• [Texto]
Longe vão os tempos em que o menino, nascido em Vale do Juncal (Mirandela), chegava à cidade para trabalhar como marçano na Livraria Académica, fundada em 1912 por Joaquim Guedes da Silva. Tinha 13 anos e Nuno Canavez mal sonhava que um dia aquele espaço seria seu.

Que cidade encontrou quando cá chegou?
Era uma cidade pouco limpa e, portanto, esquecida no meio disto tudo. Naquele tempo, as pessoas responsáveis não dedicavam à cidade aquele carinho a que ela tinha direito. Considero a cidade muito bonita, embora muita gente ache que o granito a desfigura, mas é, até certo ponto, imponente. Gosto muito da cidade.

Que recordações tem dessa altura?
Muito poucas. Arranjei emprego aqui, como marçano, e, à noite, estudava na Escola Comercial Oliveira Martins (Rua do Sol). Tenho impressão que, talvez, houvesse mais contato com os amigos. Vivia-se mais em companhia das amizades que se iam criando.

Desfia memórias, sempre com a Livraria Académica como epicentro. Ali permaneceu até "fazer a tropa". Voltou, para, mais tarde, tentar a sorte numa outra livraria. "Houve um cliente que tinha uma biblioteca muito grande e que estava a pensar, com certeza, que qualquer diria morrer e achou por bem vendê-la", recorda Nuno Canavez. "Montou uma livraria e abordou-me. Era sempre melhorar um pouco a vida", acrescenta.

É, então, que funda a Livraria Lusa, na Rua de Cedofeita. Ali permaneceu apenas quatro anos. E explica porquê: "Na realidade, esse meu sócio só olhava para o capital. Enquanto a mim me seduz imenso a compra, ele era a venda. Achei que assim não íamos a lado nenhum".

Precursor na criação de catálogos e exposições temáticas

Famosos ficaram os catálogos que foi criando, ainda na Livraria Lusa, mas, sobretudo, na "Académica", para onde voltou e se tornou, primeiro, sócio e, depois, proprietário, após a morte do seu fundador, Joaquim Guedes da Silva.

Foi a primeira livraria a publicar catálogos, que se tornaram bastante conhecidos.

• [Tarefas a realizar]
1. Responda a estas perguntas sobre o texto acerca de Nuno Canavez e da Livraria Académica:
(a) Em que ano foi fundada a Livraria Académica?
(b) Em que escola estudava Nuno Canavez à noite?
(c) Quanto tempo permaneceu na Livraria Lusa?
2. Continue o texto sobre Nuno Canavez e a Livraria Académica a partir da última frase apresentada.

• [Registos de dados]
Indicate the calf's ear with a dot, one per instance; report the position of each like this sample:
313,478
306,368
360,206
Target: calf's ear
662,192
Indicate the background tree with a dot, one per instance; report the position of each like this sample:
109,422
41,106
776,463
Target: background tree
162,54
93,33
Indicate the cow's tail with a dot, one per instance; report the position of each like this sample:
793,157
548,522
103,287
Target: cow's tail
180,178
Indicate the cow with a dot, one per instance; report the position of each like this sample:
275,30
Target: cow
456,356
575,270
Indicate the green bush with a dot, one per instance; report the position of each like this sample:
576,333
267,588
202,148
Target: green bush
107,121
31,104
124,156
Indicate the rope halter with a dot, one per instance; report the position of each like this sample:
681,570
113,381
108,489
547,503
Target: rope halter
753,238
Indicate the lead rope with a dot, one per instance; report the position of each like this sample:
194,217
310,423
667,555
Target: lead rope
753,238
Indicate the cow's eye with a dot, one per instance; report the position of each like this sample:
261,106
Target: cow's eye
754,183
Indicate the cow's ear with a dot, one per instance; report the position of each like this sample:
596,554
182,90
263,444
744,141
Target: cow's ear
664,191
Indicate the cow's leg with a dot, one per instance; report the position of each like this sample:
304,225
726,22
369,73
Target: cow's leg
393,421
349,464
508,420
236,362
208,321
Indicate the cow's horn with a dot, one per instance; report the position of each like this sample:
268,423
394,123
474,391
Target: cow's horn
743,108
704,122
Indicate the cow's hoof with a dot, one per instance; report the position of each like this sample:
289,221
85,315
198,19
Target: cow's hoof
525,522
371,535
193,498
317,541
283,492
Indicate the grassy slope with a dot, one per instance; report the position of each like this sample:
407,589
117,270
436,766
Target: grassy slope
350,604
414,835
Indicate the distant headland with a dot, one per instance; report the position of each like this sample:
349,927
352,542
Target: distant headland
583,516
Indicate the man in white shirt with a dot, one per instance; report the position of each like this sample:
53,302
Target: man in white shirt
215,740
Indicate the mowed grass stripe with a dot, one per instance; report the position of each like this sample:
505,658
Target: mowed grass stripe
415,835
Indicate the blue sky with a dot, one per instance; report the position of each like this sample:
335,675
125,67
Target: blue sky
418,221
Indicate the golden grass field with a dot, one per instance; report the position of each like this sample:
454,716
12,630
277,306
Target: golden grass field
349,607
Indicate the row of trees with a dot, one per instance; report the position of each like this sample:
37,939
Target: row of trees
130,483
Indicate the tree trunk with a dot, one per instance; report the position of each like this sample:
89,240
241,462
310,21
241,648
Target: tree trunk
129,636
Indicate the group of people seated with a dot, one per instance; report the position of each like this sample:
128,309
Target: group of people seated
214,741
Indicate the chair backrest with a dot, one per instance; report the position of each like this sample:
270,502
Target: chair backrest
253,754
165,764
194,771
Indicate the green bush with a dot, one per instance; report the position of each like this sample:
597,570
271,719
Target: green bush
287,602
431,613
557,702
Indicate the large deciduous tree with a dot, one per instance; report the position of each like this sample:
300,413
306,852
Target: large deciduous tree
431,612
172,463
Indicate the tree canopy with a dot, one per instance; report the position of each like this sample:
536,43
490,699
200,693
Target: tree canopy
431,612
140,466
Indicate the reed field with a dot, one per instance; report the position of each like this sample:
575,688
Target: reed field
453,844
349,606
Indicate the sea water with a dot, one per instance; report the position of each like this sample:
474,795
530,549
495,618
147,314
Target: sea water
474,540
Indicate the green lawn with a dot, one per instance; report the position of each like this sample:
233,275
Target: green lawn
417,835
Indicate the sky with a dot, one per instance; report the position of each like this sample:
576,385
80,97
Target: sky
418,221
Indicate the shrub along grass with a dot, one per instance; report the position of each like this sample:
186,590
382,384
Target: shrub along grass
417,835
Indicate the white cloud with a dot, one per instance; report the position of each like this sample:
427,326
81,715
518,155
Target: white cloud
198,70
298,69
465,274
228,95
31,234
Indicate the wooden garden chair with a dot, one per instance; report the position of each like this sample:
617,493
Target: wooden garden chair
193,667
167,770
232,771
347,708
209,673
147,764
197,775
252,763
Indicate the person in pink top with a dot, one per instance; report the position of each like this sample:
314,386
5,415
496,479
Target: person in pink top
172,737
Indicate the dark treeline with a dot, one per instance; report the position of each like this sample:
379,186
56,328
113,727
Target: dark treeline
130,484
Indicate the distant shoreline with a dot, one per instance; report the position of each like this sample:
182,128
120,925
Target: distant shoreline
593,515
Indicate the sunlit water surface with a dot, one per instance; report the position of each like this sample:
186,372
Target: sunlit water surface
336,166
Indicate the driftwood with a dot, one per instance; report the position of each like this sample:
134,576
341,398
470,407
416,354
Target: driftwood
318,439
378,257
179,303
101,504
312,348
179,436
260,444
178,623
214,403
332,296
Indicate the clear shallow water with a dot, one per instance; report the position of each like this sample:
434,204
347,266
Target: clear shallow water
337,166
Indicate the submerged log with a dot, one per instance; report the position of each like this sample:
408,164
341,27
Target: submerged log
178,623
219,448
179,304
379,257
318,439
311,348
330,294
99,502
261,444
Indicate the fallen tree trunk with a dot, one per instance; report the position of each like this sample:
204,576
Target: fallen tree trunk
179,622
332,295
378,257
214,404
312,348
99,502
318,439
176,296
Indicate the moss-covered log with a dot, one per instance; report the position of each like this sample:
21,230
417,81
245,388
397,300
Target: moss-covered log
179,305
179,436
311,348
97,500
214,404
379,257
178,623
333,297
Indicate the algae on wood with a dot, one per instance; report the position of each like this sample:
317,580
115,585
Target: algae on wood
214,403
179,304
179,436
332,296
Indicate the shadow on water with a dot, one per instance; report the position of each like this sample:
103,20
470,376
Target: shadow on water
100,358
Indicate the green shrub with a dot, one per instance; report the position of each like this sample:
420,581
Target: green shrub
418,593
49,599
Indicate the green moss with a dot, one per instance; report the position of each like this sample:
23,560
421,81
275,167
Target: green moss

• [Resultados]
1.
(a) Em 1912.
(b) Na Escola Comercial Oliveira Martins, na Rua do Sol.
(c) Apenas quatro anos.

2.
Ainda lá (na Livraria Lusa) fiz uns catálogos, com um duplicador. Uma coisa manual, mas que resultava porque não havia mais ninguém que os fizesse. Já cá, convenci o sr. Guedes da Silva a comprar uma máquina elétrica para fazer catálogos com uma certa periodicidade. Resultou e de que maneira. Era fácil vender metade do catálogo no espaço de um mês e meio. Livros selecionados, entre raros e primeiras edições. Isso deu origem a que intensificasse a produção de catálogos. Fui, de facto, o primeiro a lançar catálogos no Porto.

Para além disso fazia também exposições temáticas…
Isso era para atrair mais gente à livraria. Tinha muito material sobre os mais variados assuntos. Resultou, durante uns anos. Aparecia muita gente, mas, como tudo, acabou por morrer com o tempo.

Nessa altura, no Porto, havia também muitas tertúlias. Fazem falta?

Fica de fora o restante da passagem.